[MATERIAL PROVIDED Boundary: Start]

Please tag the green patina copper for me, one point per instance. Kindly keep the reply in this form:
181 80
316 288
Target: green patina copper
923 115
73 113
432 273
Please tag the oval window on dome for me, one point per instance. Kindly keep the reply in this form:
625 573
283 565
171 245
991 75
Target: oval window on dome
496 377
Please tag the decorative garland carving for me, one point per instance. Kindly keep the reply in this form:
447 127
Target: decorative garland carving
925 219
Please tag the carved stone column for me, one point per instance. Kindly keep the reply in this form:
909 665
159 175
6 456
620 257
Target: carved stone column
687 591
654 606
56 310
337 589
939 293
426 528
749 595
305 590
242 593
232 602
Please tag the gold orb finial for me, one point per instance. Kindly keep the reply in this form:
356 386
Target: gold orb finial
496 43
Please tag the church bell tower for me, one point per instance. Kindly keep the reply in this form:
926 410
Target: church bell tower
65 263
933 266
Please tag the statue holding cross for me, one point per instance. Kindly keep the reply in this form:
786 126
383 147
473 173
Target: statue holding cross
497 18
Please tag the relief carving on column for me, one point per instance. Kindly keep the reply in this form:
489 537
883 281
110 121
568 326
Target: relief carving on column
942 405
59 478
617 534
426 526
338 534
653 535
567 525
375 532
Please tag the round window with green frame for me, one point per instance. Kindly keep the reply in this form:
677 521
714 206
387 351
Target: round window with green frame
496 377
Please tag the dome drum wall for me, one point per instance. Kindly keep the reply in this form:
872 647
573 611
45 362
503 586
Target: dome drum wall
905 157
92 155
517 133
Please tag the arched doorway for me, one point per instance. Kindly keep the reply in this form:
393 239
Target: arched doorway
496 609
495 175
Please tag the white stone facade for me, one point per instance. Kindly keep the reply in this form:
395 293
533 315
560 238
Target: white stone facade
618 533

[MATERIAL PROVIDED Boundary: End]

> TASK TO CARRY OUT
Repeat each line above exactly as written.

> PROBLEM SOLUTION
Please tag the green patina copper for me, one point per instance. Kindly keep the reply in this form:
181 80
316 288
Target: green patina copper
923 115
73 113
432 273
Please tag the oval window on dome for me, one point per instance. Kindly keep the reply in this form:
625 573
283 565
171 245
991 75
Target: oval window on dome
496 377
Please tag the decorative garland carving for me, one point per instance. Kindly keep the reply in this form:
447 127
Target: decorative garland carving
925 219
Please tag the carved stone column for me, one point per instance. Kindly keep the reply in this form:
909 665
159 175
6 456
620 257
Target: carved stone column
687 591
654 606
56 310
337 589
939 293
426 528
749 595
305 590
242 593
232 602
Please tag the gold orb finial for me, one point per instance. Kindly keep the reply in this form:
356 386
Target: gold orb finial
496 43
Please tag the church bell tower for me, one point per instance. Kindly keep the reply in this form:
926 410
Target: church bell tower
65 263
933 266
Please tag the statue holding cross for me, one point per instance. Kindly keep the reply in this form:
786 126
383 147
473 173
Target: statue holding cross
497 18
Please tag the relief carving on column for me, one point per instance. Kindly keep the reply in this form:
489 537
883 281
110 121
568 326
Target: relief carving on column
942 405
59 478
617 534
426 526
338 534
653 535
567 525
375 532
Please tag the round window with green frame for me, one point per instance. Kindly keep the reply in this form:
677 521
714 206
387 351
Target: round window with green frame
496 377
Please tag the dome drum wall for me, one point per instance. Kindly keep the reply in this form:
872 647
573 611
45 362
503 586
Target: dome drum wall
905 157
92 155
517 133
Please tag the arched doorway for me, one point per instance. Kindly keep the reply in this form:
393 239
Target: arched doorway
496 609
495 175
Please tag the white stone facade for me, one point per instance. Kindly keep the reply in this form:
395 293
533 315
560 238
Target: white stone facade
618 533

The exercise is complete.